» **Exercise**
Look below for the line containing "Target: grassy meadow"; from there, print each line exactly up to and including the line containing "[locate] hazy horizon", and stop.

» **Dataset records**
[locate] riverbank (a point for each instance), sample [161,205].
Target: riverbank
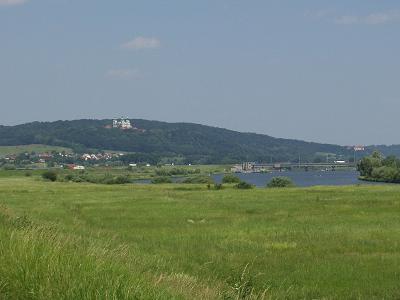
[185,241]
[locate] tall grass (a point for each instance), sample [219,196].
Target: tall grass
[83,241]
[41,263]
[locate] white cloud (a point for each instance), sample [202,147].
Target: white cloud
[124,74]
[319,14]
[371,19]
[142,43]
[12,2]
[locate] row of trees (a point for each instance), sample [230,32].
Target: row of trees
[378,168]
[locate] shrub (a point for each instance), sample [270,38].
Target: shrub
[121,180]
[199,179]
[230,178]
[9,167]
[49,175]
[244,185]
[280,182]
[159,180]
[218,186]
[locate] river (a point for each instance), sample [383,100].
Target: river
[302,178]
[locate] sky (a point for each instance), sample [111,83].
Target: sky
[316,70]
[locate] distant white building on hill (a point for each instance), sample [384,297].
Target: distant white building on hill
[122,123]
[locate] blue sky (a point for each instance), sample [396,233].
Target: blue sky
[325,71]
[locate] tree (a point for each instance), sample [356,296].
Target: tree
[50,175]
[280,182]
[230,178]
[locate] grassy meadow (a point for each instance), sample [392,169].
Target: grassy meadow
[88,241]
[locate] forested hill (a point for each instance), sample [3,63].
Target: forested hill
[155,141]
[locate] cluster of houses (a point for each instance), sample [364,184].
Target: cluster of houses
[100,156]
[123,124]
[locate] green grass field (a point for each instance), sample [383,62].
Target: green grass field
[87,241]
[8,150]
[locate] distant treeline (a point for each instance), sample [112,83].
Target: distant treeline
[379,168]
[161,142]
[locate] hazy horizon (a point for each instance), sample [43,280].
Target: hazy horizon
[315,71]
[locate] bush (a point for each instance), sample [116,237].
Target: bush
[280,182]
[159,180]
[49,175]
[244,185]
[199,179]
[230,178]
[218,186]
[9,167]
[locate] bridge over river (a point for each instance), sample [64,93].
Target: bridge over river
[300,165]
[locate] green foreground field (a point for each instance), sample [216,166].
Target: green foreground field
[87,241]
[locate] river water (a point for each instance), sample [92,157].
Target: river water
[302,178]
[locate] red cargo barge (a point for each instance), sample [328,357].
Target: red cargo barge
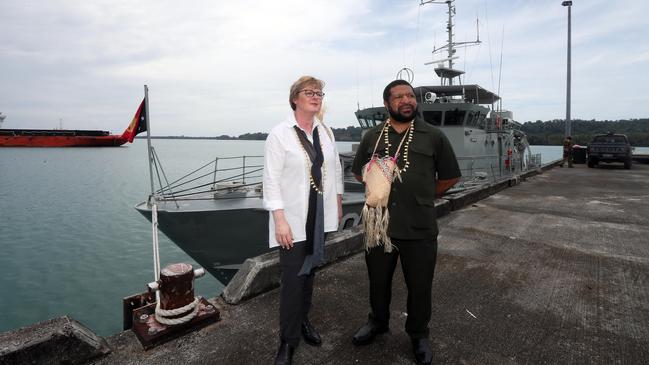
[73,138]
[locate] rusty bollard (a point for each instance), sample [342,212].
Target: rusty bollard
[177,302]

--

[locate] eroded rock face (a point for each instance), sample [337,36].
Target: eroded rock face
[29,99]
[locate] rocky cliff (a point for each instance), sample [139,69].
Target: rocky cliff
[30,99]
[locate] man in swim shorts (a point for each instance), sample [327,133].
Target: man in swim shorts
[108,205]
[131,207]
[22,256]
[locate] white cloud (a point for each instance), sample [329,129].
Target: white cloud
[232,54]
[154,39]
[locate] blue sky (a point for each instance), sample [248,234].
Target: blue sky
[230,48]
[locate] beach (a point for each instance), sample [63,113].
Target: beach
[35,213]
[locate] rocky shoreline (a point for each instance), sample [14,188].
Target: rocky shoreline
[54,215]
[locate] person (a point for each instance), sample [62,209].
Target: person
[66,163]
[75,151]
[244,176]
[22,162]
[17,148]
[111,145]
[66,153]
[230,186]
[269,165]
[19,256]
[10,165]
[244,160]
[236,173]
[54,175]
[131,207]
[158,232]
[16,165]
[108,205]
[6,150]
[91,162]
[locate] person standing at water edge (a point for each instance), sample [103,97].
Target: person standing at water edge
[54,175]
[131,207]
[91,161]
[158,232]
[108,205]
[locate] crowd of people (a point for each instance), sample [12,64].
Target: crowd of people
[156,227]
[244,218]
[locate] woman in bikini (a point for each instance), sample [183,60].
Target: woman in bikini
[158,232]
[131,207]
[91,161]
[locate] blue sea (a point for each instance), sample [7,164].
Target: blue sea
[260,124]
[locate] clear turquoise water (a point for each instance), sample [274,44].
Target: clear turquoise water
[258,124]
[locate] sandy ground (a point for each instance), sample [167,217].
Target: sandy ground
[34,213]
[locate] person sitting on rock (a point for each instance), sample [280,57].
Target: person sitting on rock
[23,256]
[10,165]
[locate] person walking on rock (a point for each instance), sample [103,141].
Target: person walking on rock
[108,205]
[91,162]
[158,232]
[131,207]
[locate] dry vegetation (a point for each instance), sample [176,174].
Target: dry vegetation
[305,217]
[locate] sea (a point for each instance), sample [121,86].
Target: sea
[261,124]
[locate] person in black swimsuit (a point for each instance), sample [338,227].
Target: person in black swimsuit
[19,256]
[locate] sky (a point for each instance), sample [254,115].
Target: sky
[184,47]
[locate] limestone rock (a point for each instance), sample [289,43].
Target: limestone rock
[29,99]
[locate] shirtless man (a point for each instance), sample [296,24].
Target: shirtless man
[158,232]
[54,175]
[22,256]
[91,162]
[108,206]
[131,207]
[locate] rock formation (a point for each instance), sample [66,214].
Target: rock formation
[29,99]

» **Exercise result**
Target: grassy meadow
[88,241]
[locate] forested hill (a point for each instance), sample [3,63].
Target: forested hill
[155,141]
[locate] cluster of houses (a point for each instance), sample [364,184].
Target: cluster of houses
[100,156]
[123,124]
[locate] green grass field (a point for each instance), sample [383,62].
Target: green grass field
[87,241]
[8,150]
[locate] distant treeline (a point for each instance), sample [112,83].
Target: distant treeline
[379,168]
[161,142]
[locate] hazy horizon (a point for each instance), sample [43,280].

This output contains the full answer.